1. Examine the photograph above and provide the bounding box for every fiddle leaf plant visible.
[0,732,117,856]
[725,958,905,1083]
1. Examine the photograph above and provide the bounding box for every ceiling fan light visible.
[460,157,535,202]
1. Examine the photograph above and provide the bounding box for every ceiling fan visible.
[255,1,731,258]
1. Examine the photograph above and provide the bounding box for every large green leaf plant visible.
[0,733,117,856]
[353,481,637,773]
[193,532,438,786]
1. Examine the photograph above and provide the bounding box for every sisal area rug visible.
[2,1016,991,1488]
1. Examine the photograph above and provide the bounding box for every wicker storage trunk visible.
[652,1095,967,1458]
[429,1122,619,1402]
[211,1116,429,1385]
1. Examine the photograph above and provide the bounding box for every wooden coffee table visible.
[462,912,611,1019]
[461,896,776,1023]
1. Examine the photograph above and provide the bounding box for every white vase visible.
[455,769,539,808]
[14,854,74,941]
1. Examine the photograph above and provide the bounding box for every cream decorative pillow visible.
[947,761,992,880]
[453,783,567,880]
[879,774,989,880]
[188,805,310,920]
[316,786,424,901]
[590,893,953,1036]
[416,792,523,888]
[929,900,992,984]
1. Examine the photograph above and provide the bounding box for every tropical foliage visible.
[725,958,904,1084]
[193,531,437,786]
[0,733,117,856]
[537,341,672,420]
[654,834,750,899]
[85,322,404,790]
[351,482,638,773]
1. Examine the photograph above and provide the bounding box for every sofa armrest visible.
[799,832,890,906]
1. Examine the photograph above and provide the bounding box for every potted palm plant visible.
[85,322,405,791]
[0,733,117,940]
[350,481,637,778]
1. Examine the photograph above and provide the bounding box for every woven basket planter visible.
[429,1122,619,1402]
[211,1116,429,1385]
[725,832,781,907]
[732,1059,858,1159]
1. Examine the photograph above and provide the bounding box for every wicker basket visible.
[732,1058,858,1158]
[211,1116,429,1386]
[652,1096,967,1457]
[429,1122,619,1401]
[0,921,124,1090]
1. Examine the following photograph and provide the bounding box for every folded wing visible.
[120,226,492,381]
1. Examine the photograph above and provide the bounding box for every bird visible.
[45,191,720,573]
+--
All lines from the one that contains "sofa armrest visible." through the end of the material are to be quoted exactly, with both ends included.

### Solution for this task
1. Examine the photograph above and provide the bounding box for every sofa armrest visible.
[799,832,890,906]
1. Examine the photograph above and provide the bounding box for every potted palm plant visible.
[85,322,405,791]
[0,733,117,940]
[350,481,637,778]
1. Examine the photograph above and provide the bounding box for every woven basket planter visible.
[429,1122,619,1402]
[211,1116,429,1385]
[725,832,781,907]
[732,1059,858,1159]
1. Examine the photograph above and provide the bounding box for every wicker basket visible.
[732,1058,858,1158]
[211,1116,429,1386]
[652,1096,967,1457]
[429,1122,619,1401]
[0,921,124,1090]
1. Examine the following photograph and provide the bounding box for every folded wing visible.
[120,226,492,381]
1. Examine the photograph above and provide the bounding box for every bird visible.
[45,191,720,573]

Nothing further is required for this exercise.